Aim of the task: Update the rows that start at the line containing "Where can you find the snow covered field?" and run through the end of the rows: put "marker" in place of "pin" and keep everything else the same.

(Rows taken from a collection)
= = =
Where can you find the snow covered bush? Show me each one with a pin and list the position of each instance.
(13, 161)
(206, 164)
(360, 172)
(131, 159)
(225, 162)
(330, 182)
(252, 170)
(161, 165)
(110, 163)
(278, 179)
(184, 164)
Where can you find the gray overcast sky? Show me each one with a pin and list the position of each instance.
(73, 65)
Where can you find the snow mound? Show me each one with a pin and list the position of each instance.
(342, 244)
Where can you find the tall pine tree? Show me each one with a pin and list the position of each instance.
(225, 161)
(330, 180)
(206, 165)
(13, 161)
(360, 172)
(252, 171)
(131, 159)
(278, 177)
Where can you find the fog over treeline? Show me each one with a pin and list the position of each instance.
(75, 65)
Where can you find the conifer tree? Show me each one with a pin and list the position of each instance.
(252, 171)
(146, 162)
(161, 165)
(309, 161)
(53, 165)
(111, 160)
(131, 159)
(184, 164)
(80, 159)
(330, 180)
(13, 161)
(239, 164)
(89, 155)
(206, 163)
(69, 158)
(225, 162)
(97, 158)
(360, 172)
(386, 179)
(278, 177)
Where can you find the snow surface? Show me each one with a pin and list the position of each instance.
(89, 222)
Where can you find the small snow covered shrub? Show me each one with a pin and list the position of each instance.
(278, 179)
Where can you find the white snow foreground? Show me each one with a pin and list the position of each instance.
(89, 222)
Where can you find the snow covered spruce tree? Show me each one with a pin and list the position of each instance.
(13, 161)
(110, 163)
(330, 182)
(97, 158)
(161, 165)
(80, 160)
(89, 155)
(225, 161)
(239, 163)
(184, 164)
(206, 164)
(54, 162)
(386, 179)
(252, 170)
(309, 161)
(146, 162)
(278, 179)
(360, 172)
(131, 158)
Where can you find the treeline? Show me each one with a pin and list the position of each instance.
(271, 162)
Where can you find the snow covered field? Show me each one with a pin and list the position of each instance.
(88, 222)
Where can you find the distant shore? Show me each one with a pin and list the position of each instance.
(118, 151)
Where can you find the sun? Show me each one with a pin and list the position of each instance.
= = =
Expected answer:
Where can you find the snow covered field? Show me each one with a marker and list the position of each instance.
(88, 222)
Where can you find the distant shore? Show me each one with a marker and list the position of each instance.
(118, 151)
Where can you find the sun? Show me each one with a marker and list the position of each instance.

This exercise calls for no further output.